Repeat the stretch of entries below from the line with "Target: window glass" through the line with "Report one point per instance of the gutter". Include both ends and add nothing.

[Point-per-instance localization data]
··········

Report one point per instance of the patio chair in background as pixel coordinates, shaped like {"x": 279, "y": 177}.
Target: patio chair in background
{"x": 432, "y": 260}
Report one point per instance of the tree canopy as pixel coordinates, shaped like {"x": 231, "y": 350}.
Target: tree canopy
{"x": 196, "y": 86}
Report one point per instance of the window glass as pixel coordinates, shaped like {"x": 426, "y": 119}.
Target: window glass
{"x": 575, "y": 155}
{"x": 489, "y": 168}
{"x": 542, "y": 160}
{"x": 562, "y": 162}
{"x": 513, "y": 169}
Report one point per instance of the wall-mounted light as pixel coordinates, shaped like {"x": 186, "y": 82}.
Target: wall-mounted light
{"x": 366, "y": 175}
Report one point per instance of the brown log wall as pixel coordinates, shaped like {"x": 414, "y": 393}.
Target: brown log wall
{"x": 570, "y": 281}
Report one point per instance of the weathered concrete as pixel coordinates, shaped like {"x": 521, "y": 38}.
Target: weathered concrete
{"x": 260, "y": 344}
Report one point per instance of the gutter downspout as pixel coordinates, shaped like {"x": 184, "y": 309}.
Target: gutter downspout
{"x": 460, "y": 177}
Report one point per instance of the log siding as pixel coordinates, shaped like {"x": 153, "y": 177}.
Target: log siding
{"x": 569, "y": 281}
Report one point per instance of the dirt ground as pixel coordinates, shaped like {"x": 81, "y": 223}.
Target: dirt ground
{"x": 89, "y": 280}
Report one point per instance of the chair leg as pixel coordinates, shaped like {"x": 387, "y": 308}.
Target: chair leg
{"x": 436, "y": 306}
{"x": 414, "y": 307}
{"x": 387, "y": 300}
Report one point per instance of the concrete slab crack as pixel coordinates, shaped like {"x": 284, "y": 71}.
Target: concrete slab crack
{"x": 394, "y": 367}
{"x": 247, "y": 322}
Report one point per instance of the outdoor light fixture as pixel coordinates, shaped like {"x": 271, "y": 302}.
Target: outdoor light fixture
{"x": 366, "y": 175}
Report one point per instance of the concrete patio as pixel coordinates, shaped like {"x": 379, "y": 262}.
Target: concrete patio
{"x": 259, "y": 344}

··········

- _Reply_
Target: window glass
{"x": 575, "y": 155}
{"x": 489, "y": 168}
{"x": 542, "y": 160}
{"x": 562, "y": 162}
{"x": 513, "y": 169}
Report one point per instance of the wall-mounted light as pixel coordinates, shaped like {"x": 186, "y": 82}.
Target: wall-mounted light
{"x": 366, "y": 175}
Report one point per instance of the brown log wall as pixel coordinates, shaped like {"x": 414, "y": 393}.
Target: brown log wall
{"x": 570, "y": 281}
Report one point per instance of the weathered concrete as pixel coordinates, shaped like {"x": 521, "y": 38}.
Target: weathered concrete
{"x": 260, "y": 344}
Report one point per instance of the gutter downspout as pixel coordinates, shaped like {"x": 184, "y": 309}.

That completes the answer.